- [Exercise materials]:

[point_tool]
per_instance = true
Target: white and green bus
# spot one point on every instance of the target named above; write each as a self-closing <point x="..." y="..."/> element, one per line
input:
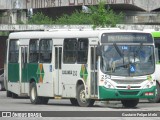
<point x="81" y="65"/>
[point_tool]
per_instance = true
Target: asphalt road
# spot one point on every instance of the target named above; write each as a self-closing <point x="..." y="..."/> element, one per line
<point x="61" y="108"/>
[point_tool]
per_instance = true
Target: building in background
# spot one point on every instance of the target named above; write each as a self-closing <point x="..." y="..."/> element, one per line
<point x="137" y="11"/>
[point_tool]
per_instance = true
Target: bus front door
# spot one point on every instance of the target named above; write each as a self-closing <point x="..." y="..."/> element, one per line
<point x="93" y="64"/>
<point x="23" y="69"/>
<point x="58" y="71"/>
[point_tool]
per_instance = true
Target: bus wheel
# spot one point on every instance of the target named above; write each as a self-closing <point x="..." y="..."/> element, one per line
<point x="33" y="94"/>
<point x="81" y="99"/>
<point x="74" y="101"/>
<point x="130" y="103"/>
<point x="157" y="97"/>
<point x="14" y="95"/>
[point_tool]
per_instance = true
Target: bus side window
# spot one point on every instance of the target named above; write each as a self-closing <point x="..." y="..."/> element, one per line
<point x="13" y="51"/>
<point x="33" y="51"/>
<point x="70" y="50"/>
<point x="82" y="50"/>
<point x="45" y="50"/>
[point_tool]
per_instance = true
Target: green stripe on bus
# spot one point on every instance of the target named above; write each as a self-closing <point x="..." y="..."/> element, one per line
<point x="105" y="93"/>
<point x="13" y="72"/>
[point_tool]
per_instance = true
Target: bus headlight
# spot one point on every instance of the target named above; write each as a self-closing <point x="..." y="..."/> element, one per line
<point x="108" y="85"/>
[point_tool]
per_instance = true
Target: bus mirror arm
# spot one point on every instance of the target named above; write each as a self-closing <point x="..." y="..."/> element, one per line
<point x="99" y="50"/>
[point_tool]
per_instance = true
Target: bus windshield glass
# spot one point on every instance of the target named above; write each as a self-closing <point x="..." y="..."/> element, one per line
<point x="127" y="60"/>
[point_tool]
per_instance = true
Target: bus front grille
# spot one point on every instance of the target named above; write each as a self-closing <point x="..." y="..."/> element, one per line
<point x="128" y="93"/>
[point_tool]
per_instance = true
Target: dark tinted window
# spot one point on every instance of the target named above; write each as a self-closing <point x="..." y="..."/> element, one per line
<point x="13" y="51"/>
<point x="70" y="50"/>
<point x="82" y="51"/>
<point x="33" y="51"/>
<point x="45" y="49"/>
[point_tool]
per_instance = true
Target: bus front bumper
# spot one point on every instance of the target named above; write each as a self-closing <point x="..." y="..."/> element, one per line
<point x="117" y="94"/>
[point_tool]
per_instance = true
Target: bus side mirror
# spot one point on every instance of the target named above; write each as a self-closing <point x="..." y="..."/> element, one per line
<point x="99" y="50"/>
<point x="156" y="55"/>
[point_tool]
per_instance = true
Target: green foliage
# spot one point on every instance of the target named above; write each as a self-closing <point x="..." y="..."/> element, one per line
<point x="77" y="17"/>
<point x="40" y="18"/>
<point x="98" y="17"/>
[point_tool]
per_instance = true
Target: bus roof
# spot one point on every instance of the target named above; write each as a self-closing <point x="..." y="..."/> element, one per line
<point x="64" y="34"/>
<point x="155" y="33"/>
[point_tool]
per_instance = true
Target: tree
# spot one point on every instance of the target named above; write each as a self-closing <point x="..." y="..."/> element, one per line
<point x="98" y="17"/>
<point x="102" y="17"/>
<point x="40" y="18"/>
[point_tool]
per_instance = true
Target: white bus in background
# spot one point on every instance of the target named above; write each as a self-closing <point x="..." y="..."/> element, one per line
<point x="81" y="65"/>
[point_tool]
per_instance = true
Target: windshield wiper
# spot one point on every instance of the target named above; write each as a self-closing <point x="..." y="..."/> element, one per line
<point x="136" y="52"/>
<point x="117" y="49"/>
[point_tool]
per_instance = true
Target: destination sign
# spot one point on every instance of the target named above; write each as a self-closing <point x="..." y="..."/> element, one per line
<point x="126" y="38"/>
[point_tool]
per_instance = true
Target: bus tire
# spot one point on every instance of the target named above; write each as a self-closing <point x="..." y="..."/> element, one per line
<point x="82" y="101"/>
<point x="74" y="101"/>
<point x="130" y="103"/>
<point x="14" y="95"/>
<point x="8" y="93"/>
<point x="33" y="94"/>
<point x="157" y="97"/>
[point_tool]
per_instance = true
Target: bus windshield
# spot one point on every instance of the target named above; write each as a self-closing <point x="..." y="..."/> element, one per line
<point x="127" y="60"/>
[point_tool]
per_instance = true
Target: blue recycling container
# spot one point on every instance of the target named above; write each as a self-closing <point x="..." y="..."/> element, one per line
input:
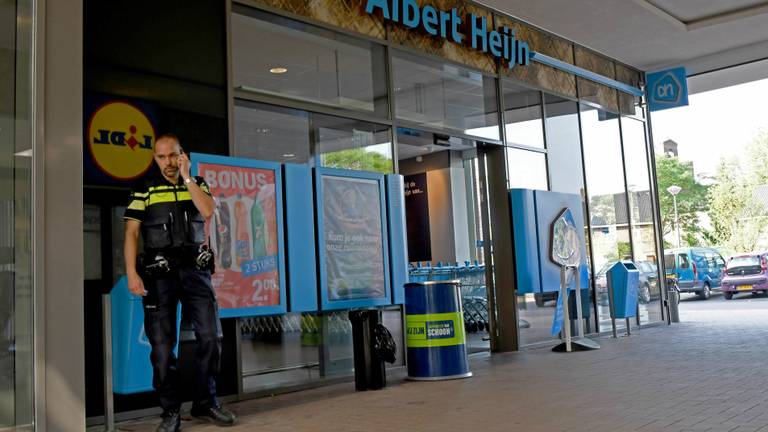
<point x="623" y="281"/>
<point x="131" y="368"/>
<point x="435" y="338"/>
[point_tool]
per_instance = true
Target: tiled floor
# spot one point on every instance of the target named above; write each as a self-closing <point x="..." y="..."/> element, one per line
<point x="709" y="373"/>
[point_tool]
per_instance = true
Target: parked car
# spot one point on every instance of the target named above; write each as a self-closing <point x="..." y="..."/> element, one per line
<point x="647" y="289"/>
<point x="697" y="269"/>
<point x="746" y="273"/>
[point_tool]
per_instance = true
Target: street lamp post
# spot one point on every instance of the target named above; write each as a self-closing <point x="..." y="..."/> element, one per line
<point x="674" y="190"/>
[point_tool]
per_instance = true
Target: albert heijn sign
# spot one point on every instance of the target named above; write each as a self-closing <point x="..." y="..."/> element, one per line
<point x="667" y="89"/>
<point x="470" y="30"/>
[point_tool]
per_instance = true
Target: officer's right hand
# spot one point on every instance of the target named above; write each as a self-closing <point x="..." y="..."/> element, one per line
<point x="136" y="285"/>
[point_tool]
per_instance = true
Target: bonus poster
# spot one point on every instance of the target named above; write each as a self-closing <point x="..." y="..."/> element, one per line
<point x="244" y="235"/>
<point x="352" y="229"/>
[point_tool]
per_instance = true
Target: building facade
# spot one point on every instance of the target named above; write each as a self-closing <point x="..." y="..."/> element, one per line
<point x="330" y="84"/>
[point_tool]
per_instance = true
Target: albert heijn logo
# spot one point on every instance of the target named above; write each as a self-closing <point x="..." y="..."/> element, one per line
<point x="667" y="89"/>
<point x="120" y="138"/>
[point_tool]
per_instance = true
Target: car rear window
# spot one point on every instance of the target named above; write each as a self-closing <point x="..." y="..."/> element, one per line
<point x="750" y="261"/>
<point x="669" y="261"/>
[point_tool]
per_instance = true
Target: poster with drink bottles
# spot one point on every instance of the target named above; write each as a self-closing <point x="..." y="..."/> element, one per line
<point x="245" y="233"/>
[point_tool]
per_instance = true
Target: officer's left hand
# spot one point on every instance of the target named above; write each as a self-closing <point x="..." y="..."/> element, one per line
<point x="184" y="165"/>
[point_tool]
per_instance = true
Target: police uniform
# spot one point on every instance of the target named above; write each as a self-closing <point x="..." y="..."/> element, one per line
<point x="172" y="227"/>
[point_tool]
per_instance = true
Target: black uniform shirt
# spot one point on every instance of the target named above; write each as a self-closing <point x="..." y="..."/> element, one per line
<point x="168" y="217"/>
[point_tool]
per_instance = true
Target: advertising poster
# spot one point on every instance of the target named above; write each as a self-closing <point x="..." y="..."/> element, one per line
<point x="244" y="235"/>
<point x="354" y="246"/>
<point x="417" y="217"/>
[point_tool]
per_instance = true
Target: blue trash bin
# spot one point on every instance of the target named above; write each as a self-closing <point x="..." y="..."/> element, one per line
<point x="435" y="338"/>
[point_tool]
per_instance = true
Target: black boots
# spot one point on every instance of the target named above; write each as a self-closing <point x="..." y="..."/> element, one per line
<point x="171" y="422"/>
<point x="216" y="414"/>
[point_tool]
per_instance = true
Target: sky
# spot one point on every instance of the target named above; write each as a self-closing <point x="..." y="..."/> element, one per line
<point x="716" y="124"/>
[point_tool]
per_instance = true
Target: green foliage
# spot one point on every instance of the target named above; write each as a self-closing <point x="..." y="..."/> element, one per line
<point x="691" y="199"/>
<point x="739" y="220"/>
<point x="358" y="159"/>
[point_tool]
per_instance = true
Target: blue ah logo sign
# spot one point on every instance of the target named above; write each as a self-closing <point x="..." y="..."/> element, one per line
<point x="667" y="89"/>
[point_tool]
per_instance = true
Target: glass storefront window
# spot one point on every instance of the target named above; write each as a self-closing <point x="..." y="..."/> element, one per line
<point x="642" y="218"/>
<point x="522" y="115"/>
<point x="16" y="215"/>
<point x="266" y="132"/>
<point x="603" y="164"/>
<point x="564" y="145"/>
<point x="350" y="144"/>
<point x="440" y="95"/>
<point x="285" y="58"/>
<point x="526" y="169"/>
<point x="443" y="211"/>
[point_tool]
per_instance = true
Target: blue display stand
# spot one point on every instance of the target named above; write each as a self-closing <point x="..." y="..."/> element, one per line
<point x="532" y="213"/>
<point x="131" y="368"/>
<point x="435" y="338"/>
<point x="623" y="282"/>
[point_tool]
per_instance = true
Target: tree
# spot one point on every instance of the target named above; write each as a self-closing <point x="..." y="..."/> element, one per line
<point x="691" y="199"/>
<point x="739" y="219"/>
<point x="358" y="159"/>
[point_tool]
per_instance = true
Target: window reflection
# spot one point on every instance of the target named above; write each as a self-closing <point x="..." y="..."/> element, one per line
<point x="350" y="144"/>
<point x="642" y="218"/>
<point x="607" y="200"/>
<point x="445" y="96"/>
<point x="526" y="169"/>
<point x="522" y="115"/>
<point x="265" y="132"/>
<point x="296" y="60"/>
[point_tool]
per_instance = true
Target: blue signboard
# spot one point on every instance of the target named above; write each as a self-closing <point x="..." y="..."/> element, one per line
<point x="667" y="89"/>
<point x="353" y="246"/>
<point x="557" y="319"/>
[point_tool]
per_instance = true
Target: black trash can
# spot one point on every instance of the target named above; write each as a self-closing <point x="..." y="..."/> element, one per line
<point x="370" y="373"/>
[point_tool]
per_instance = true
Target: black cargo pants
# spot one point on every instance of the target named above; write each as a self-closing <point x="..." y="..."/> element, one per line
<point x="192" y="287"/>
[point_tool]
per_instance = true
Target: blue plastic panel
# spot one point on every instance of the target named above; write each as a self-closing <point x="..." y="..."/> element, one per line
<point x="131" y="368"/>
<point x="259" y="263"/>
<point x="548" y="207"/>
<point x="623" y="280"/>
<point x="349" y="205"/>
<point x="300" y="238"/>
<point x="526" y="241"/>
<point x="398" y="240"/>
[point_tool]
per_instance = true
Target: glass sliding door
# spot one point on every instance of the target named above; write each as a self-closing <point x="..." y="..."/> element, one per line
<point x="16" y="204"/>
<point x="641" y="216"/>
<point x="603" y="164"/>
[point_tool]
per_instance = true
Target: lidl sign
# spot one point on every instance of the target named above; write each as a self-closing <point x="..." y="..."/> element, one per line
<point x="667" y="89"/>
<point x="471" y="30"/>
<point x="120" y="139"/>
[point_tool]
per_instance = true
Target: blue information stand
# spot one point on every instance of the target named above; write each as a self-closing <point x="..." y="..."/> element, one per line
<point x="131" y="369"/>
<point x="623" y="282"/>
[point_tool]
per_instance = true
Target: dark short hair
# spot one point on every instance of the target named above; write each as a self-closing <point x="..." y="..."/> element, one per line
<point x="167" y="136"/>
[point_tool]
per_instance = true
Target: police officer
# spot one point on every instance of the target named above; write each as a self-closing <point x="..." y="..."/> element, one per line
<point x="169" y="210"/>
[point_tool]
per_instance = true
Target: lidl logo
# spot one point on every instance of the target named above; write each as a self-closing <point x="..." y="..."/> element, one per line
<point x="667" y="89"/>
<point x="120" y="139"/>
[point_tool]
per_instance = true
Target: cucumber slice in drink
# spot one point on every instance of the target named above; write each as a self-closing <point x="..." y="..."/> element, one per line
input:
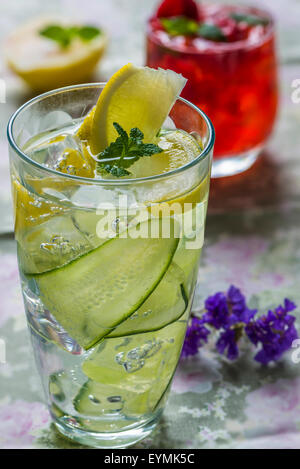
<point x="165" y="305"/>
<point x="94" y="293"/>
<point x="134" y="372"/>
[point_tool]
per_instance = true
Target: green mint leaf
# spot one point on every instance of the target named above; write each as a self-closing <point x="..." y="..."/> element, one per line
<point x="87" y="33"/>
<point x="252" y="20"/>
<point x="136" y="134"/>
<point x="149" y="149"/>
<point x="124" y="152"/>
<point x="57" y="33"/>
<point x="115" y="170"/>
<point x="123" y="134"/>
<point x="64" y="35"/>
<point x="180" y="26"/>
<point x="211" y="32"/>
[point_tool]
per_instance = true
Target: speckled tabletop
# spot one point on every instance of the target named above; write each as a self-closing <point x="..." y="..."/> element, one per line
<point x="252" y="241"/>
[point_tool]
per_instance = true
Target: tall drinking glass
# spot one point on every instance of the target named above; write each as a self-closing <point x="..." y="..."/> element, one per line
<point x="108" y="270"/>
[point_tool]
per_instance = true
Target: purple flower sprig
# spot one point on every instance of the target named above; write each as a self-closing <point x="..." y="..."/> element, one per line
<point x="229" y="314"/>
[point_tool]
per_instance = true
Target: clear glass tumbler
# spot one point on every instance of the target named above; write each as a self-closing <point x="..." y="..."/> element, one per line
<point x="108" y="270"/>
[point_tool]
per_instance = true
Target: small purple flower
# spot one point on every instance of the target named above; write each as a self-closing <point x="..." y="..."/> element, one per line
<point x="224" y="310"/>
<point x="275" y="333"/>
<point x="196" y="336"/>
<point x="229" y="314"/>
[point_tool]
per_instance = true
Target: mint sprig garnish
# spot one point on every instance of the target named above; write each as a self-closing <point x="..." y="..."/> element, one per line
<point x="124" y="152"/>
<point x="252" y="20"/>
<point x="65" y="35"/>
<point x="211" y="31"/>
<point x="183" y="26"/>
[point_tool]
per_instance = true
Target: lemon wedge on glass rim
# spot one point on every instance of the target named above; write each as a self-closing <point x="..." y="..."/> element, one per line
<point x="44" y="64"/>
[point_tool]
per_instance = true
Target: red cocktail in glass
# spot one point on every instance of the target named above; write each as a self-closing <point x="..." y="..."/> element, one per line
<point x="227" y="53"/>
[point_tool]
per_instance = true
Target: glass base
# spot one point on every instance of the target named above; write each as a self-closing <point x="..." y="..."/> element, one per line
<point x="234" y="164"/>
<point x="117" y="440"/>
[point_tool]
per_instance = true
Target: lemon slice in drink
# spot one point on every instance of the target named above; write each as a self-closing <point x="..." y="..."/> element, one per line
<point x="134" y="97"/>
<point x="44" y="64"/>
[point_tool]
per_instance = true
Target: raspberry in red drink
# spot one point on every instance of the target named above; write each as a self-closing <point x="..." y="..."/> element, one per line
<point x="227" y="53"/>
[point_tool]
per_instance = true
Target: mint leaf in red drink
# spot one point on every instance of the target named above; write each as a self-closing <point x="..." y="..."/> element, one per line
<point x="170" y="8"/>
<point x="180" y="26"/>
<point x="211" y="32"/>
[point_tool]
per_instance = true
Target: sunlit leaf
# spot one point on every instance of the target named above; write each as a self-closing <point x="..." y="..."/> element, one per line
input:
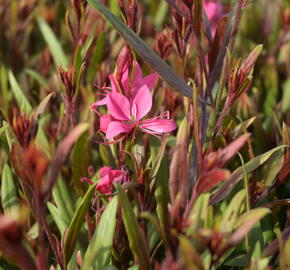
<point x="76" y="224"/>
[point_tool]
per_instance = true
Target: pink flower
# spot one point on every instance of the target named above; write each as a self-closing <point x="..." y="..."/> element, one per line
<point x="128" y="87"/>
<point x="108" y="177"/>
<point x="125" y="115"/>
<point x="214" y="11"/>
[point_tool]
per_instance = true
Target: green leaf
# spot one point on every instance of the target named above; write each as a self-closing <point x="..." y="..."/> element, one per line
<point x="162" y="199"/>
<point x="98" y="55"/>
<point x="190" y="255"/>
<point x="136" y="237"/>
<point x="98" y="253"/>
<point x="39" y="78"/>
<point x="22" y="101"/>
<point x="237" y="175"/>
<point x="76" y="224"/>
<point x="41" y="107"/>
<point x="80" y="162"/>
<point x="145" y="52"/>
<point x="286" y="97"/>
<point x="53" y="43"/>
<point x="63" y="200"/>
<point x="199" y="213"/>
<point x="246" y="222"/>
<point x="57" y="217"/>
<point x="232" y="212"/>
<point x="8" y="190"/>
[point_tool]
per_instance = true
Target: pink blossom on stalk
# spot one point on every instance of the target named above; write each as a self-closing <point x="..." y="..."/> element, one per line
<point x="125" y="115"/>
<point x="128" y="87"/>
<point x="108" y="177"/>
<point x="214" y="11"/>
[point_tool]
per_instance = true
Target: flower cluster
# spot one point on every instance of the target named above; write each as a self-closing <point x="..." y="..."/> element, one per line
<point x="108" y="176"/>
<point x="127" y="103"/>
<point x="214" y="11"/>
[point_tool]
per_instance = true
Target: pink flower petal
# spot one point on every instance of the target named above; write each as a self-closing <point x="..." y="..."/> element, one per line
<point x="100" y="102"/>
<point x="105" y="185"/>
<point x="158" y="126"/>
<point x="115" y="128"/>
<point x="142" y="103"/>
<point x="104" y="170"/>
<point x="137" y="74"/>
<point x="125" y="79"/>
<point x="118" y="106"/>
<point x="150" y="80"/>
<point x="114" y="84"/>
<point x="104" y="122"/>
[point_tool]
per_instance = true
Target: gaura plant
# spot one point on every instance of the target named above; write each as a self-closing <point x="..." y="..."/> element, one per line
<point x="144" y="134"/>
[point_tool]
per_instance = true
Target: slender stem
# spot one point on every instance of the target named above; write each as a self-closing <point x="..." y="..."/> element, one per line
<point x="248" y="202"/>
<point x="196" y="129"/>
<point x="43" y="222"/>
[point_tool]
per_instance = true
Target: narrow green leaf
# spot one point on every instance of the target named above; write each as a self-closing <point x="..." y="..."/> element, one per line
<point x="199" y="213"/>
<point x="8" y="190"/>
<point x="76" y="224"/>
<point x="246" y="222"/>
<point x="237" y="175"/>
<point x="58" y="219"/>
<point x="53" y="43"/>
<point x="22" y="101"/>
<point x="162" y="199"/>
<point x="41" y="107"/>
<point x="99" y="250"/>
<point x="80" y="162"/>
<point x="98" y="55"/>
<point x="232" y="211"/>
<point x="136" y="237"/>
<point x="63" y="200"/>
<point x="39" y="78"/>
<point x="145" y="52"/>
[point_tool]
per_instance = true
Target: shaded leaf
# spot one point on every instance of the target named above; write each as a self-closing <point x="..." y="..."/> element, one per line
<point x="232" y="212"/>
<point x="41" y="107"/>
<point x="61" y="153"/>
<point x="80" y="162"/>
<point x="8" y="190"/>
<point x="53" y="43"/>
<point x="57" y="217"/>
<point x="246" y="222"/>
<point x="38" y="77"/>
<point x="136" y="238"/>
<point x="22" y="101"/>
<point x="189" y="254"/>
<point x="99" y="250"/>
<point x="178" y="179"/>
<point x="146" y="53"/>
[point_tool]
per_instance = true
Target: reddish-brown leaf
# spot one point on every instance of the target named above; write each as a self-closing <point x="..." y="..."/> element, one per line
<point x="210" y="179"/>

- [What is expected]:
Please pick out every line above that contains the string "black", copying each one in full; case counts.

- [Result of this exercise]:
Target: black uniform shirt
Target: black boots
Target: black trash can
Target: black cargo pants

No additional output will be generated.